## TO BE DONE
Transcribe every line of the records below word for word, leaving the pictures out of your answer.

[Begin]

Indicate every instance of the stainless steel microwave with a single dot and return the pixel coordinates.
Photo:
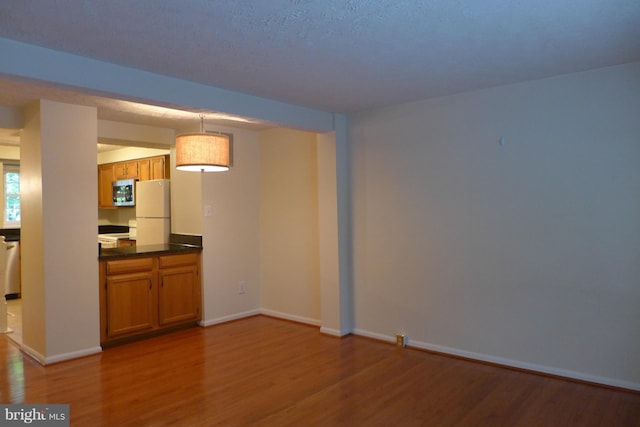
(124, 193)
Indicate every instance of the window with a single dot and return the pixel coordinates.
(11, 196)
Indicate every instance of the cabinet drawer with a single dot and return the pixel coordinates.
(176, 260)
(129, 265)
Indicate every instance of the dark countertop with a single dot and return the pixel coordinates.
(146, 250)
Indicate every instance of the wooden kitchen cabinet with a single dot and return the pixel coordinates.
(130, 304)
(126, 170)
(153, 168)
(142, 296)
(179, 292)
(157, 167)
(106, 175)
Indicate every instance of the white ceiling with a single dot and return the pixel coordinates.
(334, 55)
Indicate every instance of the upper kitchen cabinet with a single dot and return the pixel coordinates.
(153, 168)
(106, 175)
(157, 167)
(127, 170)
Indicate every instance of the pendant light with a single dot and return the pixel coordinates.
(202, 152)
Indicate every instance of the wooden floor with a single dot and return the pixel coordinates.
(264, 371)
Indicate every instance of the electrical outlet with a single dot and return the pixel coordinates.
(242, 287)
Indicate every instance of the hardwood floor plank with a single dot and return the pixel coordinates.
(265, 371)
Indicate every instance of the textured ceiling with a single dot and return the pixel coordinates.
(337, 55)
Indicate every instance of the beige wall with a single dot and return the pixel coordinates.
(59, 251)
(524, 253)
(289, 246)
(231, 233)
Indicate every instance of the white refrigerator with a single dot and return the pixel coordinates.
(153, 212)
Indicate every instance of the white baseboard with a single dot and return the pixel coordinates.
(223, 319)
(47, 360)
(37, 356)
(581, 376)
(292, 317)
(334, 332)
(73, 355)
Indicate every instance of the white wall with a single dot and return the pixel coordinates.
(289, 246)
(231, 233)
(525, 254)
(60, 310)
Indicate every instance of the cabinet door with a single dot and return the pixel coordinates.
(157, 167)
(178, 295)
(130, 304)
(127, 170)
(144, 171)
(105, 178)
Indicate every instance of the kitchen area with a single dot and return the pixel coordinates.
(134, 229)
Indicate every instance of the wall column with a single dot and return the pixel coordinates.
(334, 230)
(58, 232)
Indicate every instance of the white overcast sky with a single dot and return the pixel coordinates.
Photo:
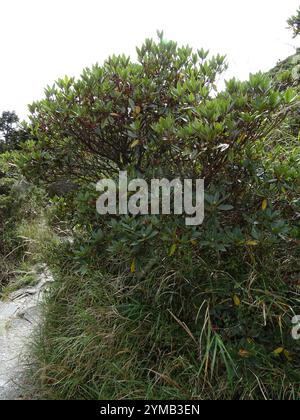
(42, 40)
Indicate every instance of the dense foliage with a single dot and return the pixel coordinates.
(294, 23)
(146, 307)
(153, 308)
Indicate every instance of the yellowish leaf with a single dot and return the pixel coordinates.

[End]

## EXERCISE SOLUTION
Indicate every instance of the stainless steel microwave with a single dot and return the pixel coordinates.
Photo:
(124, 193)
Indicate every instance of the window with a single dot and return the pixel coordinates.
(11, 196)
Indicate every instance of the cabinet drawer with a single dot and return the pixel coordinates.
(176, 260)
(129, 265)
Indicate every instance of the dark countertop with a single dot and return the pixel coordinates.
(146, 250)
Indicate every instance of the wooden kitchen cabinet with a single dot and return the pixel coordinates.
(130, 304)
(126, 170)
(153, 168)
(142, 296)
(179, 292)
(157, 167)
(106, 175)
Indicate every instance of the white ceiling with a single dot and return the pixel coordinates.
(334, 55)
Indicate every instance of the upper kitchen cabinet with a single dot and return the pixel coordinates.
(153, 168)
(106, 175)
(157, 167)
(127, 170)
Indicate every instance of the pendant light with a single dot and return the pixel coordinates.
(202, 152)
Indicate every instance of the wooden floor with a single dot and return the pixel coordinates.
(264, 371)
Indicate every instance of the electrical outlet with a single dot and return the pixel coordinates.
(242, 287)
Indicate every instance of the hardwood floor plank with a single dot and return the pixel coordinates.
(265, 371)
Indicate every instance of the textured ceiling with a single dot and return the pixel coordinates.
(337, 55)
Indicate every instance of the beige wall with a single dot and return the pixel coordinates.
(59, 251)
(524, 253)
(289, 246)
(231, 233)
Indicate every instance of the white refrigerator with a single dot and return the pixel coordinates.
(153, 212)
Indicate every instance of the white baseboard with a single dot and return the pixel coordinates.
(223, 319)
(47, 360)
(37, 356)
(581, 376)
(292, 317)
(334, 332)
(73, 355)
Indicate every instance of the white wall with a single dot and return the pixel coordinates.
(289, 246)
(231, 233)
(525, 254)
(60, 310)
Indicate every instance of the cabinet door with a single dot and return the pixel coordinates.
(157, 167)
(178, 295)
(130, 304)
(127, 170)
(144, 171)
(105, 178)
Indicate every instance of the kitchen area with a single dot and return the pixel coordinates.
(134, 229)
Indicate every instance of the wall column with a single dot and return the pixel coordinates.
(334, 230)
(58, 232)
Indicate every instance of the white overcast sky with a single dot and return the pixel coordinates.
Photo:
(42, 40)
Indicate every instance of the dense foliage with a single dot and return the pixel coordinates.
(294, 23)
(146, 307)
(153, 308)
Indicate every instance of the yellowish leaf with a single dot and return the pixel coordinates.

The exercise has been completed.